Aim of the task
Copy each line that includes the string "frame" from the material into your answer.

Information supplied
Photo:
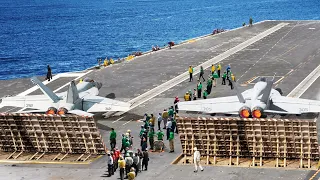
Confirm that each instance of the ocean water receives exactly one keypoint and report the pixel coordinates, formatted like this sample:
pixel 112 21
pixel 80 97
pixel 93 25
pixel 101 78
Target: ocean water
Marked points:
pixel 71 34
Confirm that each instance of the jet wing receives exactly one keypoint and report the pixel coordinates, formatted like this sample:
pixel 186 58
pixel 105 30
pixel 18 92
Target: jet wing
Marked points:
pixel 228 105
pixel 99 104
pixel 39 102
pixel 294 105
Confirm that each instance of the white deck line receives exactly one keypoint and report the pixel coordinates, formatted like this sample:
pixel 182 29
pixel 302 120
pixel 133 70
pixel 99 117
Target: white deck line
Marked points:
pixel 72 74
pixel 34 88
pixel 184 76
pixel 305 84
pixel 78 77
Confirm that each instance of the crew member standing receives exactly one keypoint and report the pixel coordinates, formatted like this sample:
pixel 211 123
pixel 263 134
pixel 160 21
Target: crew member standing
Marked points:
pixel 176 108
pixel 165 117
pixel 219 69
pixel 122 166
pixel 209 85
pixel 187 96
pixel 49 73
pixel 145 160
pixel 113 136
pixel 151 138
pixel 171 142
pixel 194 94
pixel 224 76
pixel 205 94
pixel 131 175
pixel 201 74
pixel 159 121
pixel 196 158
pixel 190 73
pixel 213 69
pixel 199 87
pixel 228 69
pixel 110 165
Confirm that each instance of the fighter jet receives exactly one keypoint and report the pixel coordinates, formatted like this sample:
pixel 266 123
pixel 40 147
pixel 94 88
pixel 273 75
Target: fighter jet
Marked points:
pixel 80 99
pixel 257 102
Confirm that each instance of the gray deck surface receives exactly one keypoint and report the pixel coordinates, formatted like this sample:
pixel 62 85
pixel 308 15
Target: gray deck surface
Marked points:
pixel 291 52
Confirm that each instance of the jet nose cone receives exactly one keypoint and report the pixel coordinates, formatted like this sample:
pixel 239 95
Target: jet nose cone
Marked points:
pixel 99 85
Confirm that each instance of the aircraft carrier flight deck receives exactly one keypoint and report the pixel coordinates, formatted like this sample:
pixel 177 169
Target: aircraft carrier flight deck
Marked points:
pixel 289 51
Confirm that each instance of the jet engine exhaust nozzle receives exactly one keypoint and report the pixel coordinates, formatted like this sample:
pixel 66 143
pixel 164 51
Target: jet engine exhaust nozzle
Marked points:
pixel 51 110
pixel 257 112
pixel 244 112
pixel 62 111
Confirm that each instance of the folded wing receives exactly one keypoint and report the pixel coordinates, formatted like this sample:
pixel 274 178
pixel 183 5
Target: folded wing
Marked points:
pixel 229 105
pixel 294 105
pixel 99 104
pixel 39 102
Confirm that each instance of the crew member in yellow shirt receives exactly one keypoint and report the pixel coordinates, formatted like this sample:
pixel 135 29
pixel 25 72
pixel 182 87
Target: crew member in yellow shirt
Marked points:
pixel 213 69
pixel 131 174
pixel 190 73
pixel 122 166
pixel 219 69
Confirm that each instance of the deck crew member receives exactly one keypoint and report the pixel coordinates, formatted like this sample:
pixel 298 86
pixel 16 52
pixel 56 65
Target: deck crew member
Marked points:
pixel 113 136
pixel 201 74
pixel 219 69
pixel 205 94
pixel 131 174
pixel 49 73
pixel 196 158
pixel 165 116
pixel 190 73
pixel 213 69
pixel 110 165
pixel 194 94
pixel 145 160
pixel 224 76
pixel 122 166
pixel 199 87
pixel 171 142
pixel 187 96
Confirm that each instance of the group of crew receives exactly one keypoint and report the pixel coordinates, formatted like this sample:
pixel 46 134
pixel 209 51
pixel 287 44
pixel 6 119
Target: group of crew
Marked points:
pixel 168 117
pixel 211 81
pixel 155 48
pixel 130 163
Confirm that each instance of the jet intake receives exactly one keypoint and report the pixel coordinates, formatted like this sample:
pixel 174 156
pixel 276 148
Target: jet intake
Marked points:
pixel 244 112
pixel 62 111
pixel 51 110
pixel 257 112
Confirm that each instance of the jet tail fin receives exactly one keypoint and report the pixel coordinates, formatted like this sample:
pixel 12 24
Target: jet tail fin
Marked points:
pixel 266 92
pixel 72 93
pixel 48 92
pixel 240 97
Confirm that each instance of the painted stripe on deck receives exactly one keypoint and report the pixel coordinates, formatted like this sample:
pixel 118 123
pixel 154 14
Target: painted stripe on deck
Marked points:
pixel 305 84
pixel 34 88
pixel 184 76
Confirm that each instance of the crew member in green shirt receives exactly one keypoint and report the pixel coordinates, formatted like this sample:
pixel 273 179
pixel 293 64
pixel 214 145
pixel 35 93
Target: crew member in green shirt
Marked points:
pixel 171 141
pixel 113 136
pixel 199 87
pixel 160 135
pixel 123 143
pixel 151 139
pixel 224 76
pixel 205 94
pixel 209 85
pixel 171 111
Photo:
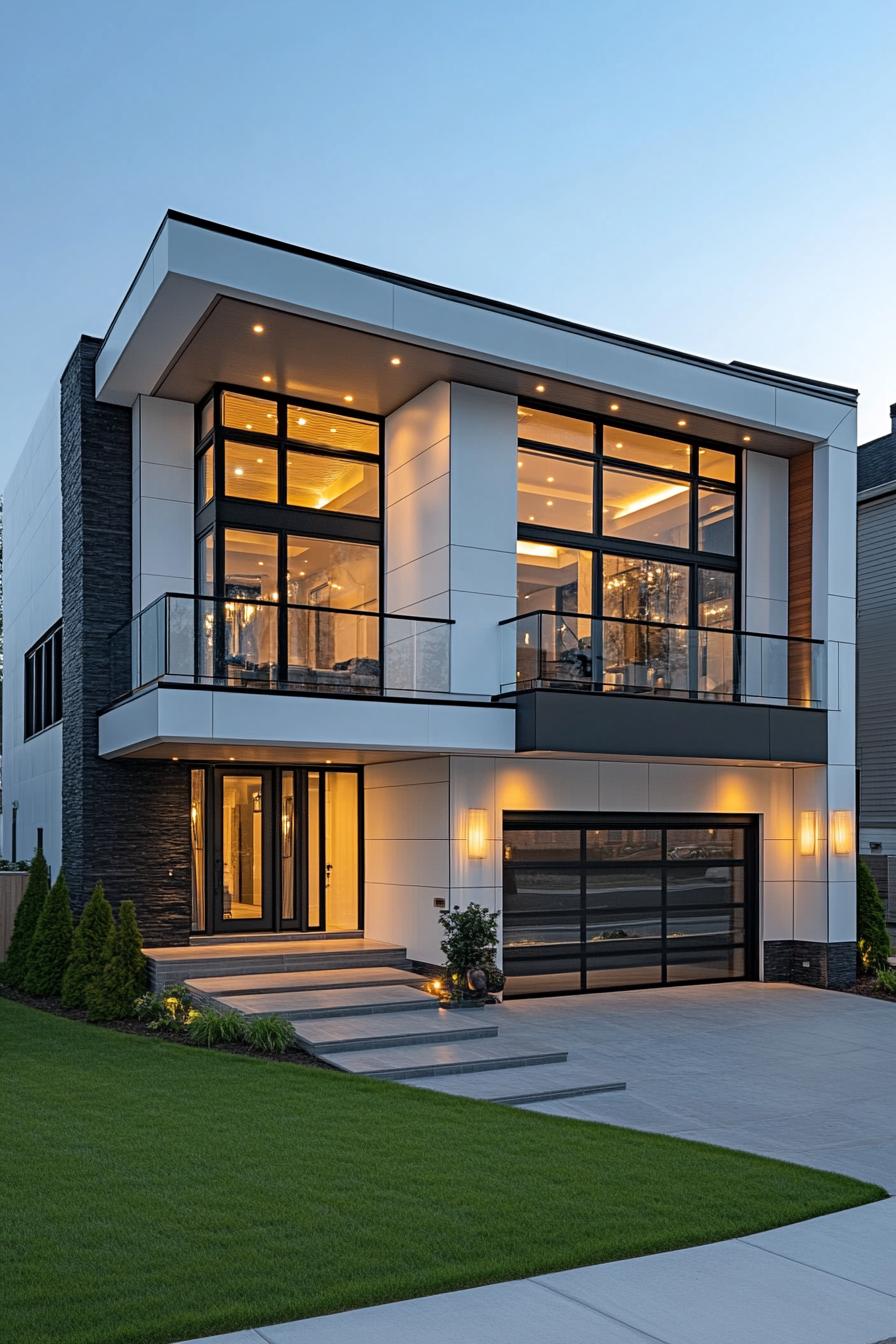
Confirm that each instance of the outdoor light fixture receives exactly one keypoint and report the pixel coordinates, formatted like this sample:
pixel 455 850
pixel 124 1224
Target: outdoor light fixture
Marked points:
pixel 808 832
pixel 841 831
pixel 476 833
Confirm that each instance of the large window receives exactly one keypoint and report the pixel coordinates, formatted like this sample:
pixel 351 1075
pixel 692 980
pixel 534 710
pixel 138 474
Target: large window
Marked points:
pixel 288 503
pixel 43 683
pixel 638 528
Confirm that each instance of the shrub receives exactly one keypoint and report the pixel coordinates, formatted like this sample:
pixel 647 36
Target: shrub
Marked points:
pixel 269 1035
pixel 35 894
pixel 169 1010
pixel 87 948
pixel 887 980
pixel 871 925
pixel 211 1028
pixel 470 940
pixel 51 942
pixel 122 976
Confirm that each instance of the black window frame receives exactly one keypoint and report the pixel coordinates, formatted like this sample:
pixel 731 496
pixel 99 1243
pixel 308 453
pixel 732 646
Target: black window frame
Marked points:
pixel 601 544
pixel 42 699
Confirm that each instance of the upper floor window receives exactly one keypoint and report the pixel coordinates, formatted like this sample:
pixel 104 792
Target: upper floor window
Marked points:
pixel 276 450
pixel 43 683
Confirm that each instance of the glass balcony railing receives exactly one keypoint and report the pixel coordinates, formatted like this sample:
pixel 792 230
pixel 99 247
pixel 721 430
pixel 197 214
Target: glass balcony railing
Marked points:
pixel 223 643
pixel 570 651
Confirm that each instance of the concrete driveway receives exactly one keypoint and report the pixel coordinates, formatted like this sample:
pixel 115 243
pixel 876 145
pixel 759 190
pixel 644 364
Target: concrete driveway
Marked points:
pixel 808 1075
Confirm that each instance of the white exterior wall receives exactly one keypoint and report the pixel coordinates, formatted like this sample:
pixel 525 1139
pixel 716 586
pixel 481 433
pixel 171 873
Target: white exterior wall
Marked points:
pixel 415 831
pixel 163 499
pixel 31 605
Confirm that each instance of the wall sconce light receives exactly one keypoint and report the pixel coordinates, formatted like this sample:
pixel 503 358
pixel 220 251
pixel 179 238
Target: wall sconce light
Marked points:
pixel 841 831
pixel 808 832
pixel 476 833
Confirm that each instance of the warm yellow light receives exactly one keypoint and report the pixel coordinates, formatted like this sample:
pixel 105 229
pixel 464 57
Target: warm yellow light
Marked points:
pixel 539 549
pixel 841 831
pixel 476 832
pixel 808 832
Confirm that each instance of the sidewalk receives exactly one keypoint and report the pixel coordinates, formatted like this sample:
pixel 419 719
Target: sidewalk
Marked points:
pixel 828 1281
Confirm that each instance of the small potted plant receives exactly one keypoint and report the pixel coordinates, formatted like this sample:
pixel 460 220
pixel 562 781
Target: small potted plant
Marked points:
pixel 469 948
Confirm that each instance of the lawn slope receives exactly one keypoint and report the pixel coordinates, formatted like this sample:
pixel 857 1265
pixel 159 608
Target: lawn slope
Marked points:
pixel 152 1194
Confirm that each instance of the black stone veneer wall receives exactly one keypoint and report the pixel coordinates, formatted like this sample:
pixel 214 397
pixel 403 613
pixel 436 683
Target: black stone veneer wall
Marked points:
pixel 125 823
pixel 830 965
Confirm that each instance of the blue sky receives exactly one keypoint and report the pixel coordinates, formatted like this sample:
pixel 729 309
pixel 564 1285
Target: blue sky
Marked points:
pixel 719 178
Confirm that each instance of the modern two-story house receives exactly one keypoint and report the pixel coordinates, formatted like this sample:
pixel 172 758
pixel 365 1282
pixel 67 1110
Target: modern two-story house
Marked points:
pixel 335 598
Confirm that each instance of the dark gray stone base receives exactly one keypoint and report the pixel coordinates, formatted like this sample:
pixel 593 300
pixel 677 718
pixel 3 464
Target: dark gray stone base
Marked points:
pixel 124 823
pixel 826 965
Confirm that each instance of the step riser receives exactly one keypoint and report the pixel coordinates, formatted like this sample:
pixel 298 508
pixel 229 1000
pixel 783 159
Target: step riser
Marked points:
pixel 474 1066
pixel 425 1038
pixel 172 973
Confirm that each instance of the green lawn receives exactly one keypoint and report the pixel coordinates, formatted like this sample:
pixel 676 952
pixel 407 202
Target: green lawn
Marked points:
pixel 153 1194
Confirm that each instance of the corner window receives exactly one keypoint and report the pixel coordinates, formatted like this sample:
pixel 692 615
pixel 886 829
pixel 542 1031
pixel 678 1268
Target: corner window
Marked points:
pixel 43 683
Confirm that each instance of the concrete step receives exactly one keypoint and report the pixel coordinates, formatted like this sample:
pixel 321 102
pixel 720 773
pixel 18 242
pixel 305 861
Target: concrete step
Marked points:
pixel 372 1031
pixel 327 1003
pixel 521 1086
pixel 168 965
pixel 433 1061
pixel 298 981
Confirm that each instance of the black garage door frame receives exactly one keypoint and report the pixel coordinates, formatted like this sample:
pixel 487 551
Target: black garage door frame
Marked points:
pixel 552 956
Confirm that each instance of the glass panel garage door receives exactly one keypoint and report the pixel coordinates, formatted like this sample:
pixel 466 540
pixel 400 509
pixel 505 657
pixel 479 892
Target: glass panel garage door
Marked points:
pixel 599 903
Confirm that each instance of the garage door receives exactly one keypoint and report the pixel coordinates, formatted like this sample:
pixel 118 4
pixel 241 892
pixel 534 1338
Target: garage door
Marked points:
pixel 594 902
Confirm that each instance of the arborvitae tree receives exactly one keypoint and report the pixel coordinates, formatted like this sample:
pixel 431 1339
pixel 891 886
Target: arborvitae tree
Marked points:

Response box
Confirm that each instance of the black window frame receives exactly one keypoint and report the pixel coordinates, formatted like this sample:
Target: black window frame
Confirm that each instance of the black garage door frame receives exactly one keypoint and report the pixel coordinates, formatted like this sample:
Target: black garage door frame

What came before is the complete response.